● Goal of the exercise
Below are some records; return each one exactly.

= = = = = = =

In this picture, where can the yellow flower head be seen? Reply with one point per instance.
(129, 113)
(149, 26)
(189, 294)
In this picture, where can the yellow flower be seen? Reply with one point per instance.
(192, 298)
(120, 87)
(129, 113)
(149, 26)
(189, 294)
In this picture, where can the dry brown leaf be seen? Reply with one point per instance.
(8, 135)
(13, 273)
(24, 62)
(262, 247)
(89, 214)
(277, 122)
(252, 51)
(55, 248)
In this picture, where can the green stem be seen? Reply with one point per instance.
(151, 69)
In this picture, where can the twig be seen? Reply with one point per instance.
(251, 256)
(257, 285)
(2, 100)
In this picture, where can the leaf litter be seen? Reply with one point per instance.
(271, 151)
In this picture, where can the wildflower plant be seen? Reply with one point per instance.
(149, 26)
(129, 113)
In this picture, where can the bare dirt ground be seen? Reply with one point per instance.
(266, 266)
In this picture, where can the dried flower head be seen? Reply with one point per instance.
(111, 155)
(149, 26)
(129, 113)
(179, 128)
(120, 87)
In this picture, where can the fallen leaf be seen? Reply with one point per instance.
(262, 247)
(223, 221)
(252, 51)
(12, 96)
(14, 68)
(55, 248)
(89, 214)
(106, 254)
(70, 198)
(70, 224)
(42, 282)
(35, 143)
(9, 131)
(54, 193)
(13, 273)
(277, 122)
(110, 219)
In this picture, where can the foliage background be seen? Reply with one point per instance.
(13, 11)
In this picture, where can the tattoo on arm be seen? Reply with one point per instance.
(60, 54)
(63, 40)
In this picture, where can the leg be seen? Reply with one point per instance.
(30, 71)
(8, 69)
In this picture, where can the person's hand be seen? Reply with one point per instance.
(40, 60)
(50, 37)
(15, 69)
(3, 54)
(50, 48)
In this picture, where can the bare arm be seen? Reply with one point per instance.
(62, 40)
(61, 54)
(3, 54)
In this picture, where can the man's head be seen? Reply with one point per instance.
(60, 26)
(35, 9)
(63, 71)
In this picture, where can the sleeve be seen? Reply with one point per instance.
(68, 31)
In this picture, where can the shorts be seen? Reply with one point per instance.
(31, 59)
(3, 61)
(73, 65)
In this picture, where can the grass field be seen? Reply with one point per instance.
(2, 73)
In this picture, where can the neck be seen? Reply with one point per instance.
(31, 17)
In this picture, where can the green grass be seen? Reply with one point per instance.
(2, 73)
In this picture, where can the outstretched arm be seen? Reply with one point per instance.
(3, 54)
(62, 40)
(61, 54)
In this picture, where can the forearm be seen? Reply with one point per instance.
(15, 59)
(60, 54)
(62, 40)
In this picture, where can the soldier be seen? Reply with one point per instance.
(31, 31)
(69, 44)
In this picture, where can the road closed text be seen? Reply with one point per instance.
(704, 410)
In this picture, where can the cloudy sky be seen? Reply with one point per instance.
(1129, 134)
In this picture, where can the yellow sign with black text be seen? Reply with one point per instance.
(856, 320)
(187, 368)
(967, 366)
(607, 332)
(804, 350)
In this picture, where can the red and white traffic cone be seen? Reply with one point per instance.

= = = = = = =

● Response
In this picture, where can the yellow flower head be seen? Reply with one point per instance.
(129, 113)
(149, 26)
(189, 294)
In this picture, where can the yellow flower be seen? Reply with one point per instance.
(192, 298)
(120, 87)
(129, 113)
(149, 26)
(189, 294)
In this picture, where can the dry brown leaf be seen? Reply with one point per instance.
(8, 135)
(13, 273)
(24, 62)
(262, 247)
(89, 214)
(277, 122)
(252, 51)
(55, 248)
In this picture, where can the green stem be seen? Reply with one point per instance.
(151, 69)
In this picture, where can the twig be seen? Reply with one point per instance.
(251, 256)
(257, 285)
(2, 100)
In this picture, where can the leaf litter be seen? Reply with one point per instance.
(271, 151)
In this picture, where can the wildflower plant be seen? Reply with one point per instance.
(149, 26)
(129, 113)
In this picture, where can the bare dirt ground be seen? Reply with one point per instance.
(266, 266)
In this picture, where can the dried flower head be seen? Reply with one point per instance.
(111, 155)
(149, 26)
(129, 113)
(179, 128)
(120, 87)
In this picture, where can the fallen leaf be seen? Reply with one point per instance.
(262, 247)
(223, 221)
(252, 51)
(12, 96)
(14, 68)
(55, 248)
(89, 214)
(106, 254)
(70, 198)
(70, 224)
(42, 282)
(35, 143)
(9, 131)
(54, 193)
(13, 273)
(277, 122)
(110, 219)
In this picture, where can the foliage background be seen? Reply with one point per instance.
(13, 11)
In this picture, where can the tattoo on arm be seen? Reply with one point per instance.
(60, 54)
(63, 40)
In this picture, where can the leg be seen? Reply with one point per instance.
(30, 71)
(8, 69)
In this picture, where can the person's hand be seen? Reply with one point per instance.
(40, 60)
(50, 37)
(15, 69)
(3, 54)
(50, 48)
In this picture, where can the bare arm be seen? Reply with one point per instance.
(62, 40)
(61, 54)
(3, 54)
In this picture, where can the man's head be seen? Reply with one point per instance.
(60, 26)
(35, 9)
(63, 71)
In this picture, where can the sleeve be seen? Reply with one point per instance.
(68, 31)
In this picture, where can the shorts be seen? Reply with one point per instance.
(31, 59)
(3, 61)
(73, 65)
In this picture, where can the grass field be seen? Reply with one point per instance.
(2, 73)
In this picture, where can the neck be seen? Reply with one point per instance.
(31, 17)
In this picture, where can the green grass be seen? Reply with one point per instance.
(2, 73)
In this picture, where can the outstretched arm be seen? Reply with one point per instance.
(3, 54)
(62, 40)
(61, 54)
In this picture, where can the forearm be seen? Reply with one point per instance.
(15, 59)
(60, 54)
(62, 40)
In this picture, where can the soldier be seen? Reply with one point per instance.
(31, 31)
(69, 44)
In this picture, where can the road closed text be seen? Reply with one point per instance.
(704, 410)
In this picture, where can the cloudy sky be seen? Reply with one point per instance.
(1129, 134)
In this picture, where can the yellow sign with black text be seen? Reply with one point per instance.
(856, 320)
(187, 368)
(967, 366)
(607, 332)
(804, 350)
In this picture, where can the red and white traffic cone be seen? Reply with one point per instance.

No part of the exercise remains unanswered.